Work to be completed:
Exact copy, no pictures: output each line below as it stands.

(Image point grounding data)
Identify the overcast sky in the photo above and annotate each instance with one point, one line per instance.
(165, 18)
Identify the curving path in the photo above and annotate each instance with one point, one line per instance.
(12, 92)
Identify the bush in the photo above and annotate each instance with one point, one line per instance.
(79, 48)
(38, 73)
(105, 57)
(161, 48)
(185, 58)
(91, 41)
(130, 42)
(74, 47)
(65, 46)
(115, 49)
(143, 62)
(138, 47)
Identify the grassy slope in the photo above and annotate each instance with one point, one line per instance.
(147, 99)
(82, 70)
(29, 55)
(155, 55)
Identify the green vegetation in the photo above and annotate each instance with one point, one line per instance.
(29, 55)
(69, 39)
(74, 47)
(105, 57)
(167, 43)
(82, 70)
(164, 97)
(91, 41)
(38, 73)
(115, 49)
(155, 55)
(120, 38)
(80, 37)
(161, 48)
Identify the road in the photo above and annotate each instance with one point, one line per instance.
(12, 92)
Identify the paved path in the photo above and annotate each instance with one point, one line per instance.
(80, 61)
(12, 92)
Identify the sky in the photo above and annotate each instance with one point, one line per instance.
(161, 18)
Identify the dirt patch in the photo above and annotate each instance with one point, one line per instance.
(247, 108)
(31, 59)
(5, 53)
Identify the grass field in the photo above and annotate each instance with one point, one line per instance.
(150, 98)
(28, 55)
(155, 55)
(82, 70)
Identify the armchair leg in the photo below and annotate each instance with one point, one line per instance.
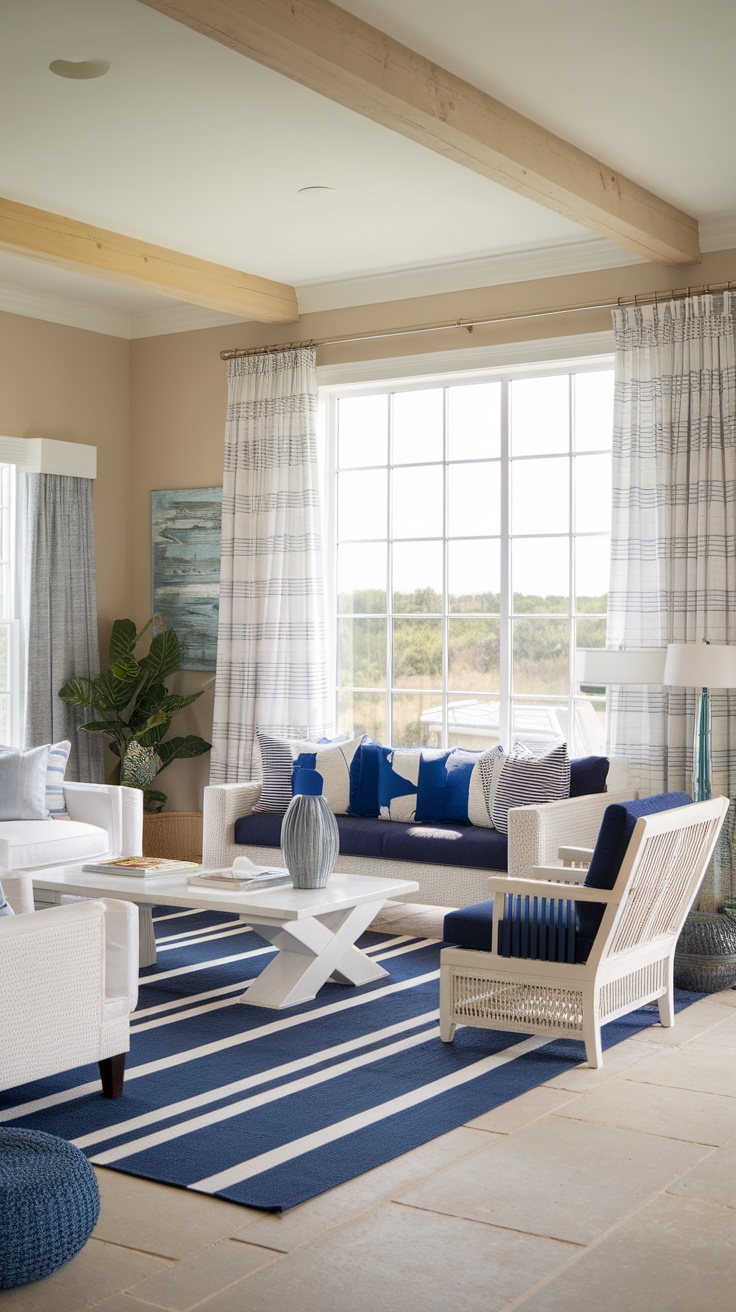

Your response:
Identify the overcast sky in the photo above and annotate each instance with one point, one line per instance.
(165, 18)
Identify the curving path in the photo above and annotate each instance with one point, one line per instance.
(12, 92)
Identify the bush in the photo above and annotate each instance with one point, one line per instance.
(79, 48)
(38, 73)
(105, 57)
(161, 48)
(185, 58)
(91, 41)
(130, 42)
(74, 47)
(65, 46)
(115, 49)
(143, 62)
(138, 47)
Identify the grassy slope in the photo above and annotate each instance with one point, one line per instance.
(147, 99)
(82, 70)
(29, 55)
(155, 55)
Identify the green vegetation in the photo above and annotate each instance with one point, one line per instance.
(29, 55)
(69, 39)
(74, 47)
(105, 57)
(167, 43)
(82, 70)
(164, 97)
(91, 41)
(38, 73)
(115, 49)
(155, 55)
(120, 38)
(80, 37)
(161, 48)
Identify the road in the photo above and annotate each instance with one point, one line per instance.
(12, 92)
Identify the paved path in the photo above and annotate each instance with one point, one line per instance.
(80, 61)
(12, 92)
Identify the sky in the photo above and annotate each instance with one point, one line per instance.
(161, 18)
Identify the dirt patch in the photo above and annotate each instance with one point, one line per instance.
(247, 108)
(31, 59)
(5, 53)
Identify the grass field in the photo above and annotate each instance with one point, one line per instance.
(150, 98)
(28, 55)
(155, 55)
(82, 70)
Identify the armchair leg in the photo below and annotate each instance with one point, one line per instance.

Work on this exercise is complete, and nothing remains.